#### [WHAT IS NEEDED]
Recast the listing below as a two-column CSV with the header columns instruction and points, one row per request. Put the request's text and its full answer each in a single quoted field, with line breaks turned into spaces.

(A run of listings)
────

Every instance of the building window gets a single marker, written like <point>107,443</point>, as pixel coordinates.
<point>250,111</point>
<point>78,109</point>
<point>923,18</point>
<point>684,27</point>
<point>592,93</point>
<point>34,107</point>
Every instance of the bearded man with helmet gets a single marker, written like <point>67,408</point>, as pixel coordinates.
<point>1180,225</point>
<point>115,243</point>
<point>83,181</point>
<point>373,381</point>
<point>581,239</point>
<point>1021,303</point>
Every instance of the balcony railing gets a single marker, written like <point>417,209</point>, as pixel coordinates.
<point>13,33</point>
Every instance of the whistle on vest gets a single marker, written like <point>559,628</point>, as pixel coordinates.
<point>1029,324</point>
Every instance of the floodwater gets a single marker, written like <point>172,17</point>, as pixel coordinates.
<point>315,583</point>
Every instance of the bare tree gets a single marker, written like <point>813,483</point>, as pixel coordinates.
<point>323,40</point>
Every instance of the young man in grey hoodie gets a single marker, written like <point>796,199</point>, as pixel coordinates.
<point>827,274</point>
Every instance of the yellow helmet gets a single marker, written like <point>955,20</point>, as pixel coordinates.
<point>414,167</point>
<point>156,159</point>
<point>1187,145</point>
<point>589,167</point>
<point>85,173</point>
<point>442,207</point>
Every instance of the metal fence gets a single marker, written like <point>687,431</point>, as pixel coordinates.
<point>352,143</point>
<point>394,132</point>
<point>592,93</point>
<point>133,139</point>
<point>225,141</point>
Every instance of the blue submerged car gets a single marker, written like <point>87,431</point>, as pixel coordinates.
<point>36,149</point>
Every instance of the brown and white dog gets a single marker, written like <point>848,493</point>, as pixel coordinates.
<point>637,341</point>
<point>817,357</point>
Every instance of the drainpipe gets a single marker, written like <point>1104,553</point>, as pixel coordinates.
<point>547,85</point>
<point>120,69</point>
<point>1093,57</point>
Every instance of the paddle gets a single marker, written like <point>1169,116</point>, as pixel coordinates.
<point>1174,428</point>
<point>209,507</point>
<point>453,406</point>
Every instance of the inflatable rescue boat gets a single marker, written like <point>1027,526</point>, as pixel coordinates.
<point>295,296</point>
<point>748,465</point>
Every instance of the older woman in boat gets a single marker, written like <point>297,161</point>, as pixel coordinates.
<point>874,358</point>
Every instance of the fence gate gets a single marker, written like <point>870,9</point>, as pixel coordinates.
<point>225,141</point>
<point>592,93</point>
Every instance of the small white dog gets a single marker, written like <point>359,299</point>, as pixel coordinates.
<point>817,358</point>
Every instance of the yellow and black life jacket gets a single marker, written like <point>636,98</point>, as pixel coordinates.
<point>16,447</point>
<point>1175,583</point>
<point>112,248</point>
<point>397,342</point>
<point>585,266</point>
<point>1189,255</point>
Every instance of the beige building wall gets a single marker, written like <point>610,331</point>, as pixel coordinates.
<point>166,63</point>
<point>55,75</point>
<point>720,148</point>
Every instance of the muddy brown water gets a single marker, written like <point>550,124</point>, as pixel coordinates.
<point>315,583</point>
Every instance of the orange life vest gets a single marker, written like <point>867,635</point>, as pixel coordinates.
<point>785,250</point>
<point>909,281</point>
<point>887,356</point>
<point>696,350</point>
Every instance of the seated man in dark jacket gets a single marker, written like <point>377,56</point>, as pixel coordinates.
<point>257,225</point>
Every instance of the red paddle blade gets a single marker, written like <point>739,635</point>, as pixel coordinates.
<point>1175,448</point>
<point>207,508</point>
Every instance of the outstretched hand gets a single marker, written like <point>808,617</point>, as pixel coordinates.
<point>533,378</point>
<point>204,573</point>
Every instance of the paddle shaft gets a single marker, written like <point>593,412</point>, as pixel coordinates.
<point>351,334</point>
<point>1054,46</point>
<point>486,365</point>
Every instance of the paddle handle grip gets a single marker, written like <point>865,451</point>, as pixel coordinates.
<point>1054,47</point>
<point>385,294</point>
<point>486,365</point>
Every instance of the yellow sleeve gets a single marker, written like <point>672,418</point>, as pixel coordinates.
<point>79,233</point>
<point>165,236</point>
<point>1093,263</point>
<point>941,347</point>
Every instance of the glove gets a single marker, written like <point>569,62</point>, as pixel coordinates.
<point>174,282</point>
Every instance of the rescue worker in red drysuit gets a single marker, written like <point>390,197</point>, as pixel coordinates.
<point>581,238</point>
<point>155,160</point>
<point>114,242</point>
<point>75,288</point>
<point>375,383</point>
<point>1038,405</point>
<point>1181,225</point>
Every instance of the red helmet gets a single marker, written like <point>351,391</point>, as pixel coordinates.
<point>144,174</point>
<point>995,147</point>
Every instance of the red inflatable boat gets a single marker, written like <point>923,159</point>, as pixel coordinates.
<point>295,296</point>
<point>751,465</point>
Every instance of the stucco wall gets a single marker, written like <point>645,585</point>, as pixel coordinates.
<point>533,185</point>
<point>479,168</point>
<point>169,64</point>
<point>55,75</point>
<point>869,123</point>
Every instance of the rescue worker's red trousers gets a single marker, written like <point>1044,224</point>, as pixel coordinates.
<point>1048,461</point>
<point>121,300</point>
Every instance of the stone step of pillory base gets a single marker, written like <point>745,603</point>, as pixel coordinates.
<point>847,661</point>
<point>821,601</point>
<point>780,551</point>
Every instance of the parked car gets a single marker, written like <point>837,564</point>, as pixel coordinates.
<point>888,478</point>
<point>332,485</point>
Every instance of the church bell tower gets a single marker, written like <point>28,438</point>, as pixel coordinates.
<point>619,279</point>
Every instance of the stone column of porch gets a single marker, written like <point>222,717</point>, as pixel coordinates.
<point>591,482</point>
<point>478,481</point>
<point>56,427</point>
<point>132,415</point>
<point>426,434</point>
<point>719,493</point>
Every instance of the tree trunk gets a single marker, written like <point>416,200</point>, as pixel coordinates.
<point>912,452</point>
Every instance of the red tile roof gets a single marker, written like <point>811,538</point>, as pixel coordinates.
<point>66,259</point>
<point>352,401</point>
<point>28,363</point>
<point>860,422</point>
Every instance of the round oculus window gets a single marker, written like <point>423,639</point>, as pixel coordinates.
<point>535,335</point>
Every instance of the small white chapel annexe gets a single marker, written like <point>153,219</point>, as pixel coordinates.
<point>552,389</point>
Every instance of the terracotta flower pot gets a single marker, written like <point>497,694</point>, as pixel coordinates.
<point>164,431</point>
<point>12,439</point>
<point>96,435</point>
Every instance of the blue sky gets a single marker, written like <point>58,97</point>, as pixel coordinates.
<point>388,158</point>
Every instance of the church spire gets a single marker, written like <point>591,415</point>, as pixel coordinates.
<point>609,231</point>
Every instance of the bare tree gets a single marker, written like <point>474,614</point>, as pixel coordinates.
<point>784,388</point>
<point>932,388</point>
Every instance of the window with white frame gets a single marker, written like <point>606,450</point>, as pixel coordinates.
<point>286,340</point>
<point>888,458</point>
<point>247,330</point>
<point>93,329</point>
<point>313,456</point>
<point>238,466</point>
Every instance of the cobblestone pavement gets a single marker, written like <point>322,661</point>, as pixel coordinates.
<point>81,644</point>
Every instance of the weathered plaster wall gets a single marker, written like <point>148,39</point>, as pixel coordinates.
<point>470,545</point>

────

#### [RESPONSE BELOW]
instruction,points
"Every instance of the building window gets a single marker, written like <point>107,443</point>, as pixel coordinates.","<point>250,111</point> <point>78,109</point> <point>923,18</point> <point>684,27</point> <point>592,93</point> <point>34,107</point>"
"Every instance of the bearded man with helmet gets a single marker, written like <point>67,408</point>, as pixel coordinates.","<point>1180,225</point> <point>115,243</point> <point>83,181</point> <point>373,381</point> <point>581,239</point> <point>1021,303</point>"
"Every instance of the balcony railing gets a single marker, written like <point>417,209</point>, as pixel coordinates.","<point>13,33</point>"
"Every instance of the whistle on vest gets a single marker, written like <point>559,628</point>, as pixel coordinates.","<point>1029,324</point>"
"Every instance of the floodwater gets a single marker, written like <point>172,17</point>, as pixel coordinates.","<point>315,583</point>"
"Every instance of the bare tree gets a single marker, written like <point>813,483</point>, as pixel coordinates.","<point>323,40</point>"
"Every instance of the young man in grey hoodie gets a single marker, written like <point>796,199</point>, as pixel coordinates.","<point>827,274</point>"
"Every instance of the yellow helmet gets a single marker, written like <point>955,20</point>, as pixel coordinates.","<point>414,167</point> <point>156,159</point> <point>1187,145</point> <point>589,167</point> <point>85,173</point> <point>442,207</point>"
"Every instance of the metal fence gets a single marker, written like <point>687,431</point>, as pixel coordinates.","<point>352,143</point> <point>394,132</point> <point>592,93</point> <point>133,139</point> <point>225,141</point>"
"Every instance of the blue submerged car gets a single marker, written like <point>87,431</point>, as pixel coordinates.","<point>36,149</point>"
"Every instance of the brown and white dog gets a single marker, written like <point>848,493</point>, as pixel coordinates.","<point>637,341</point> <point>817,357</point>"
"Every instance of the drainpipe gets a single marker, written like <point>1104,553</point>, as pixel coordinates.","<point>547,85</point> <point>120,69</point> <point>1093,57</point>"
"Every instance of the paddle gets a single marker, written like <point>1169,116</point>, as pixel coordinates.","<point>1174,428</point> <point>209,507</point> <point>453,406</point>"
"Every instance of the inflatable rescue boat gets a single marker, written like <point>1027,526</point>, as pixel coordinates.","<point>295,296</point> <point>748,465</point>"
"Every instance of the older woman in boat gets a single marker, written like <point>297,161</point>, as pixel coordinates.","<point>874,358</point>"
"Every instance of the fence gate gets a single marker, written like <point>870,9</point>, as pixel coordinates.","<point>225,141</point> <point>592,93</point>"
"Every instance of the small white dog gets a single marker, written like <point>359,299</point>, as pixel coordinates.","<point>817,358</point>"
"Every instance of the yellow and black life jacket gets a single marker, written like <point>636,98</point>, as pixel coordinates.","<point>16,447</point> <point>1175,583</point> <point>112,248</point> <point>397,342</point> <point>585,266</point> <point>1189,255</point>"
"Every instance of the beige building wall gets a single marker, written like <point>610,331</point>, as pixel coordinates.","<point>166,63</point> <point>55,75</point> <point>720,148</point>"
"Every instance of the muddy brown water gets a single marker, written like <point>550,124</point>, as pixel coordinates.","<point>315,583</point>"
"Every instance of the orange life vest gets a single marker, written like <point>867,635</point>, as pixel coordinates.","<point>785,250</point> <point>909,281</point> <point>887,356</point> <point>696,350</point>"
"Every instance of the seated man in dark jacket gets a single marker, written like <point>377,56</point>, as pixel coordinates.","<point>257,225</point>"
"Every instance of the red paddle blade gets a single marker, written like <point>739,635</point>, as pixel coordinates.","<point>1175,448</point> <point>207,508</point>"
"Every instance of the outstretched hand gets a single marker, written like <point>808,617</point>, as pixel coordinates.","<point>533,378</point> <point>204,573</point>"
"Every instance of the paddle shaft gets a single marker, written like <point>593,412</point>, as pixel coordinates.","<point>351,334</point> <point>1054,46</point> <point>486,365</point>"
"Every instance of the paddle handle grip gets a single marker, written like <point>865,451</point>, as pixel coordinates.","<point>1054,47</point> <point>385,294</point> <point>486,365</point>"
"Every instance of the yellow sleeve gets a single marker, written like <point>672,418</point>, as pixel coordinates.","<point>79,233</point> <point>165,236</point> <point>1093,263</point> <point>941,347</point>"
"Every instance of the glove gets a single marker, written like <point>569,62</point>, as pixel coordinates.","<point>174,282</point>"
"Every instance of the rescue worker in red drysuit gets a single marker, written like <point>390,197</point>, as pixel coordinates.","<point>581,238</point> <point>155,160</point> <point>114,242</point> <point>75,288</point> <point>375,383</point> <point>1038,405</point> <point>1181,225</point>"
"Every instance of the red helmet gets a single marker, written like <point>351,391</point>, as pixel coordinates.","<point>144,174</point> <point>995,147</point>"
"Every instance of the red inflatable boat gets a single marker, written like <point>923,159</point>, as pixel coordinates.","<point>295,296</point> <point>751,465</point>"
"Every instance of the stucco wall gets a single marker, written like <point>645,585</point>, as pixel coordinates.","<point>533,185</point> <point>479,168</point> <point>169,64</point> <point>55,75</point> <point>869,123</point>"
"Every instance of the rescue worker's red trousers gets a single marker, written like <point>1044,224</point>, as pixel coordinates.","<point>1048,461</point> <point>121,300</point>"
"Every instance of the stone step of pillory base gets a single marker, written like <point>745,603</point>, as pixel coordinates.","<point>847,661</point> <point>821,601</point> <point>780,551</point>"
"Every instance of the parked car gets a single marker, written like <point>837,564</point>, as pixel coordinates.","<point>888,478</point> <point>332,485</point>"
"Every instance of the church bell tower gets a single marker, written like <point>28,438</point>, as pixel coordinates.","<point>619,279</point>"
"Every instance of the stone column of porch gets a single marker, written like <point>222,717</point>, as pixel coordinates.","<point>591,482</point> <point>478,481</point> <point>56,427</point> <point>132,415</point> <point>426,434</point> <point>719,493</point>"
"Every instance of the tree trunk gets a single marker, written like <point>416,200</point>, as pixel coordinates.","<point>912,452</point>"
"Every instance of the red tile roof gets a single marker, written like <point>811,538</point>, as pixel coordinates.","<point>66,259</point> <point>352,401</point> <point>28,363</point> <point>860,422</point>"
"Every instance of the round oculus window gets a single marker, written like <point>423,639</point>, as pixel coordinates.","<point>535,335</point>"
"Every instance of the small white chapel annexe gets a single marker, written like <point>153,219</point>, as pixel coordinates.","<point>552,389</point>"
"Every instance of the terracotta flower pot gets a single marker, written like <point>497,694</point>, as pixel coordinates.","<point>164,431</point> <point>12,439</point> <point>96,435</point>"
"Every instance of the blue sky gets a single marker, written like <point>58,97</point>, as pixel coordinates.","<point>388,158</point>"
"Every instance of the church spire gets a single marker, written like <point>591,415</point>, as pixel coordinates.","<point>609,231</point>"
"Every instance of the bare tree gets a single marker, written like <point>474,614</point>, as pixel coordinates.","<point>784,388</point> <point>932,388</point>"
"Every instance of the window with white frame gets a single marker, written like <point>606,450</point>, as pixel coordinates.","<point>286,340</point> <point>888,458</point> <point>247,330</point> <point>93,329</point> <point>313,456</point> <point>238,466</point>"
"Every instance of the cobblestone pavement gets a single marker, written like <point>322,661</point>, as pixel coordinates.","<point>81,644</point>"
"Every instance of the weathered plaster wall gets a single marker, written like <point>148,39</point>, as pixel coordinates.","<point>470,545</point>"